Collected data>
start

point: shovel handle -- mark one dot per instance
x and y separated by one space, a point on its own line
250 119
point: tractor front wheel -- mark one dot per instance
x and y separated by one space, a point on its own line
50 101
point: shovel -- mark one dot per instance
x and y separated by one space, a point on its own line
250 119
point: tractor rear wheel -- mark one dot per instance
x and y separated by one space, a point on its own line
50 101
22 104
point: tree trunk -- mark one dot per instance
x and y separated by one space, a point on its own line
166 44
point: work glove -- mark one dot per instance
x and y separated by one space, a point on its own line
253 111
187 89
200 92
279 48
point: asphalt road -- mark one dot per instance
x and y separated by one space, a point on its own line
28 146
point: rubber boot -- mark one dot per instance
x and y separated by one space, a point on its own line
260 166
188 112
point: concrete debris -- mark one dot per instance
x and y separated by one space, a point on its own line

end

Reproduce verbatim everything from the line containing "point: asphalt road" down to the last line of the records, including both of those lines.

point: asphalt road -- mark one dot per instance
x and y separated by one space, a point on its own line
28 146
point: rubber boot -- mark one dot per instance
x and y separated by one space, a point on its own line
260 166
188 112
point: concrete debris -- mark one dot per instance
x and y separated by one space, a point on its own line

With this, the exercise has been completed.